PROVIDED MATERIAL:
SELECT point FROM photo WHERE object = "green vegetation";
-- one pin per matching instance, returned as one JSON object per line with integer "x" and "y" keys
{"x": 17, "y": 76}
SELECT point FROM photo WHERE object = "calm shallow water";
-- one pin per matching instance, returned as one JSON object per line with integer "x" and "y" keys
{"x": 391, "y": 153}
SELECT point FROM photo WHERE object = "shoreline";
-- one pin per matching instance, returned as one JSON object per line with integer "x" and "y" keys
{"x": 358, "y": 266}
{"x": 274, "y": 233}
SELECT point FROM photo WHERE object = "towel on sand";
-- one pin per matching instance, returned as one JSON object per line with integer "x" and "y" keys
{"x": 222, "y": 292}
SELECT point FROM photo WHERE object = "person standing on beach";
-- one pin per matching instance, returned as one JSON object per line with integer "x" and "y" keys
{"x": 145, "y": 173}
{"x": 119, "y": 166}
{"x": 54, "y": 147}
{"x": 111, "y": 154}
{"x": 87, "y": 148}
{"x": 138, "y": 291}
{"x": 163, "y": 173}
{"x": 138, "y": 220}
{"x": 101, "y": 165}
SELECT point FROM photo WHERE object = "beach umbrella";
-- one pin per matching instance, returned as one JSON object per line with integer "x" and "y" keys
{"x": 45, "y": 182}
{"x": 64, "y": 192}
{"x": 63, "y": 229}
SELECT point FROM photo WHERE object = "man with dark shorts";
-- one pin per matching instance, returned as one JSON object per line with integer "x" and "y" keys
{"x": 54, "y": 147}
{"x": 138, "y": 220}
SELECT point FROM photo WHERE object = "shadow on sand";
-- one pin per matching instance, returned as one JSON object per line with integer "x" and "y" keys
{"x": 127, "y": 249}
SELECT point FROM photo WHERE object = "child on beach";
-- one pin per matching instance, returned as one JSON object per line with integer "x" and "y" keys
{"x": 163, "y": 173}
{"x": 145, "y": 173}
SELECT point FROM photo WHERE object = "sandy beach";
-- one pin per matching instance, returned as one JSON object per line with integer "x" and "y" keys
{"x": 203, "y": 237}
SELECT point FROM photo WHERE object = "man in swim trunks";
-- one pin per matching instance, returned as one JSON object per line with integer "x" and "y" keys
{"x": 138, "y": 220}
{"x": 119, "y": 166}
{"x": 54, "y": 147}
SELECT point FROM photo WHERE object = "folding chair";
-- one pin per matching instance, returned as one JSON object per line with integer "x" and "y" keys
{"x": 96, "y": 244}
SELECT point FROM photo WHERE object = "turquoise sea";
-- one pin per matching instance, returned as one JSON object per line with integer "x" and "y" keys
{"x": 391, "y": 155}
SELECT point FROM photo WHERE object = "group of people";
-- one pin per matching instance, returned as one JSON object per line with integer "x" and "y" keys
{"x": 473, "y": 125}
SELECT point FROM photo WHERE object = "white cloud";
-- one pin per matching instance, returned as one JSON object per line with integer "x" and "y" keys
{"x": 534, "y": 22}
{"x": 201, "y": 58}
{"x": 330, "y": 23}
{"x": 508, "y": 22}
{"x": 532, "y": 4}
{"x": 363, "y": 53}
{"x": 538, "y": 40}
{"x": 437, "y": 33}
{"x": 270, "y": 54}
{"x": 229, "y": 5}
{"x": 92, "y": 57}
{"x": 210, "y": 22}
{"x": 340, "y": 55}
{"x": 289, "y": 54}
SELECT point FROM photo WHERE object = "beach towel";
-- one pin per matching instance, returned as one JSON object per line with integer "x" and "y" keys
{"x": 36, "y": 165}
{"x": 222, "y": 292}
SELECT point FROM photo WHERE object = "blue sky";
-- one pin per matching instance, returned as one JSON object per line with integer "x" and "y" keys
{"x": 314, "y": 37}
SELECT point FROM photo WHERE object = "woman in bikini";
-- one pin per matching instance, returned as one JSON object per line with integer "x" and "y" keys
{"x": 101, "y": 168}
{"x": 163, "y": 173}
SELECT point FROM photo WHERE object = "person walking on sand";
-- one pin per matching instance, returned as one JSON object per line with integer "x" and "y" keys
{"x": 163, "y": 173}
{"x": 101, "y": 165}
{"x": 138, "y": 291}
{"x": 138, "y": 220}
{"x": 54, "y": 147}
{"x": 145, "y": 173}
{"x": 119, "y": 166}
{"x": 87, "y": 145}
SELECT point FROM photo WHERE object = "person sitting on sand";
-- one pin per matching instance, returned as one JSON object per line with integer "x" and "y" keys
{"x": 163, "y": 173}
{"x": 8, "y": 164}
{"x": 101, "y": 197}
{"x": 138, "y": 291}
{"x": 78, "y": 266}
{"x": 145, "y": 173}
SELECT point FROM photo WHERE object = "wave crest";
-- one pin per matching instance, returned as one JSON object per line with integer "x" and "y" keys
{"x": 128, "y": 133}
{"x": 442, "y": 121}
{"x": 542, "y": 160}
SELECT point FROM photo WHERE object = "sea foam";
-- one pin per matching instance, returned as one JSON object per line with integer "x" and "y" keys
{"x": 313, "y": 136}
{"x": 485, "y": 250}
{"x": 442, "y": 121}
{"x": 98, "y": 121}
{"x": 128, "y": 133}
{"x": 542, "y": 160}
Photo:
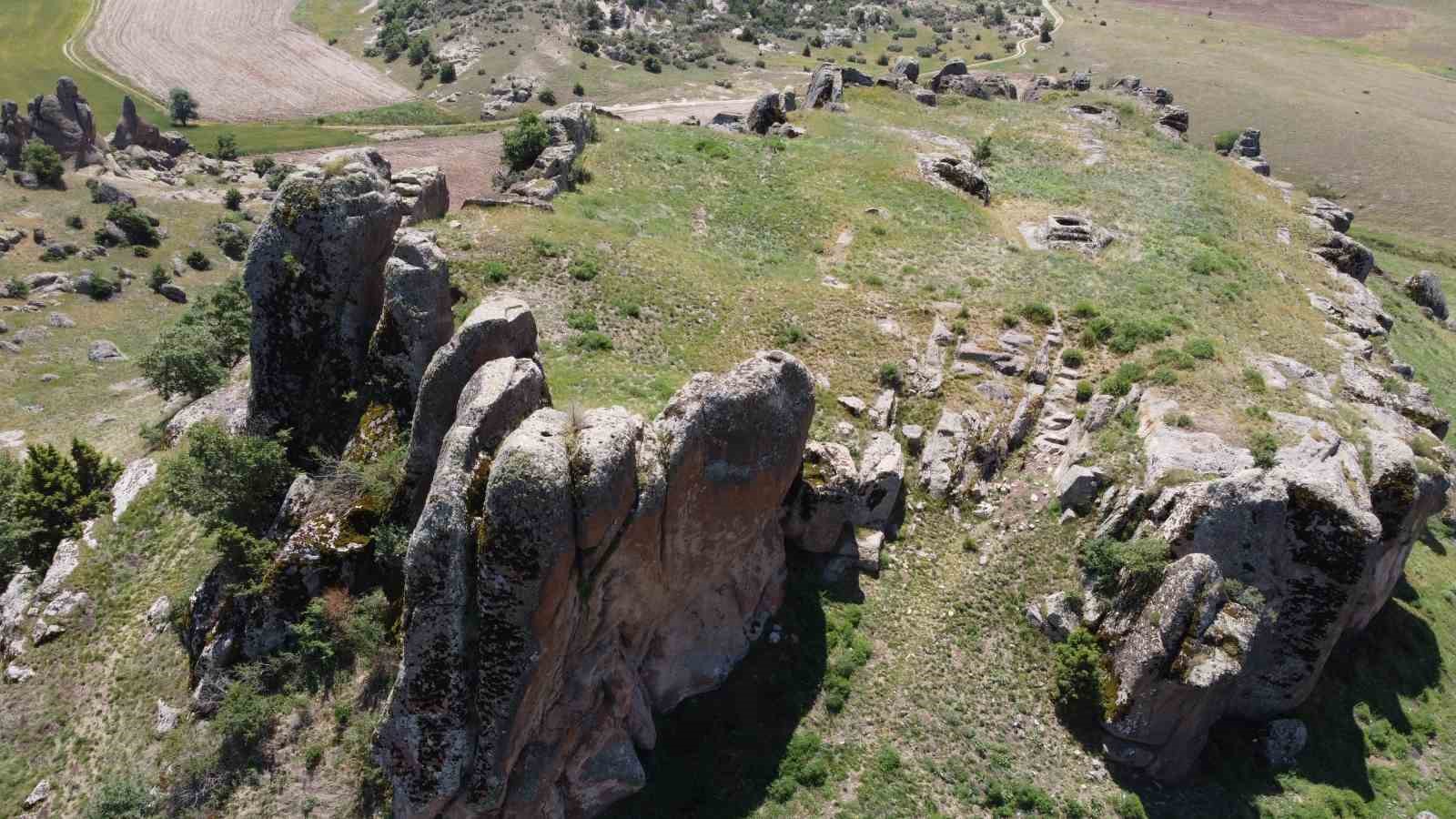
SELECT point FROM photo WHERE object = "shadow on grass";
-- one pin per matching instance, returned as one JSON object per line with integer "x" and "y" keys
{"x": 1360, "y": 687}
{"x": 718, "y": 753}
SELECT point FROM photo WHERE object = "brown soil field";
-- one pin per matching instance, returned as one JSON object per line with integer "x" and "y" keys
{"x": 1315, "y": 18}
{"x": 244, "y": 60}
{"x": 470, "y": 162}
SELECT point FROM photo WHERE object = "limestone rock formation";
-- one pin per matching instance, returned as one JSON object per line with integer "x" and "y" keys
{"x": 415, "y": 318}
{"x": 317, "y": 278}
{"x": 133, "y": 130}
{"x": 15, "y": 130}
{"x": 592, "y": 552}
{"x": 1314, "y": 548}
{"x": 422, "y": 194}
{"x": 65, "y": 121}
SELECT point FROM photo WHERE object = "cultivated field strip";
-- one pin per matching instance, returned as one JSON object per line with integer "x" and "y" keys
{"x": 244, "y": 60}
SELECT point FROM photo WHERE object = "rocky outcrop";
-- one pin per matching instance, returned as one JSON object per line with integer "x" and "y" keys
{"x": 1274, "y": 564}
{"x": 766, "y": 113}
{"x": 65, "y": 121}
{"x": 422, "y": 194}
{"x": 596, "y": 569}
{"x": 15, "y": 130}
{"x": 415, "y": 319}
{"x": 133, "y": 130}
{"x": 1426, "y": 290}
{"x": 317, "y": 278}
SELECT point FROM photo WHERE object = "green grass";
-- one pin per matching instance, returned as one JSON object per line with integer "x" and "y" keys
{"x": 31, "y": 36}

TASK REQUIREMENTS: Show each line of the entries above that contains the word "green", matching case exactly.

RESPONSE:
SELECT point FROM photo WHERE object = "green vegetation";
SELECT point FROM photo WHERE object = "green grass";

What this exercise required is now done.